> [TEKSTGEDEELTE]
ECLI:NL:TNORSHE:2018:32 Kamer voor het notariaat 's-Hertogenbosch SHE/2017/86

ECLI: ECLI:NL:TNORSHE:2018:32
Datum uitspraak: 17-09-2018
Datum publicatie: 25-03-2019
Zaaknummer(s): SHE/2017/86
Onderwerp:
  • Personen- en Familierecht
  • Personen- en Familierecht
Beslissingen: Klacht ongegrond
Inhoudsindicatie:   Klager verwijt de notaris het volgende: 1.            dat hij gemaakte afspraken niet is nagekomen; 2.            dat de notaris klager zou hebben gedwongen om een keuze te maken; 3.            dat broer Martin van de notaris geen informatie hoefde te verstrekken; 4.            dat er geen toestemming aan klager is gevraagd of de notaris de erf- loon- en inkomstenbelasting mocht opmaken; 5.            dat er teveel erfbelasting is betaald doordat er geen aanvraag verlaging WOZ-waarde is ingediend; 6.            dat klager geen inzage krijgt in de papieren die broer Martin bij de notaris heeft ingeleverd terwijl broer Martin in een mail aangeeft dat deze voor een ieder ter inzage liggen bij de notaris; 7.            dat klager geen inzicht in de declaraties heeft gekregen; 8.            dat hij geen afrekening heeft ontvangen; 9.            dat de notaris geen gespreksnotities heeft gemaakt van de gesprekken die hij heeft gevoerd met een van de broers of zus van klager; 10.         dat hij opdracht zou hebben gegeven aan broer Martin om eerst een taxatie van het huis te laten maken. Dit zijn kosten voor niets want een goede makelaar doet dit toch zelf. Alle onderdelen slagen niet. Klacht ongegrond.

Klachtnummer    : SHE/2017/86

Datum uitspraak : 17 september 2018

KAMER VOOR HET NOTARIAAT IN HET RESSORT ’s-HERTOGENBOSCH

De kamer voor het notariaat neemt de volgende beslissing naar aanleiding van de klacht van:

de heer [naam klager] (hierna: klager), 

wonende in [woonplaats klager],

tegen

notaris de heer mr. [naam notaris] (de notaris),

gevestigd in [vestigingsplaats].

1.         De procedure

1.1.      Klager heeft bij brief van 29 augustus 2017, met bijlagen, een klacht ingediend tegen de notaris. Het klaagschrift is op 1 september 2017 binnengekomen bij de kamer voor het notariaat (hierna: de kamer).

1.2.      De notaris heeft een verweerschrift ingediend, waarna de (plaatsvervangend) voorzitter heeft bepaald dat de klacht ter zitting van de kamer moet worden behandeld.

1.3.      De klacht is behandeld ter zitting van 18 juni 2018. Zowel klager als de notaris zijn in persoon verschenen.

2.         De feiten

2.1.      Op 17 maart 2015 is de moeder van klager, mevrouw [naam moeder van klager], geboren op [geboortedatum] (hierna: moeder of erflaatster) overleden. Erflaatster was ten tijde van haar overlijden niet-hertrouwd weduwe van de heer [vader van klager], geboren op [geboortedatum], overleden op [datum overlijden]. Erfgenamen van moeder zijn haar zes kinderen.

> [SCHRIFTELIJKE OPDRACHT]
Citeer woordelijk het stuk uit de tuchtuitspraak hierboven dat begint bij "1.         De procedure" en eindigt bij "moet worden behandeld.".

> [INGEVOERDE GEGEVENS]
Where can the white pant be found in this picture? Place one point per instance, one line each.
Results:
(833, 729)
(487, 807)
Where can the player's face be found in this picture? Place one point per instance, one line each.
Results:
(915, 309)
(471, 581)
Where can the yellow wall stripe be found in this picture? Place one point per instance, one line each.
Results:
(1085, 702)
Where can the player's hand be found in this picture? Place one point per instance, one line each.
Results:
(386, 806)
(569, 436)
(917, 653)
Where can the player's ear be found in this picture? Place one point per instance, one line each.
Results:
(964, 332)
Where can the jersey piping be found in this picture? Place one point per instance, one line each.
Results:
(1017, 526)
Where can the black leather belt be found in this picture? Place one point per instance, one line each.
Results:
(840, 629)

> [VOLLEDIG ANTWOORD]
1.         De procedure

1.1.      Klager heeft bij brief van 29 augustus 2017, met bijlagen, een klacht ingediend tegen de notaris. Het klaagschrift is op 1 september 2017 binnengekomen bij de kamer voor het notariaat (hierna: de kamer).

1.2.      De notaris heeft een verweerschrift ingediend, waarna de (plaatsvervangend) voorzitter heeft bepaald dat de klacht ter zitting van de kamer moet worden behandeld.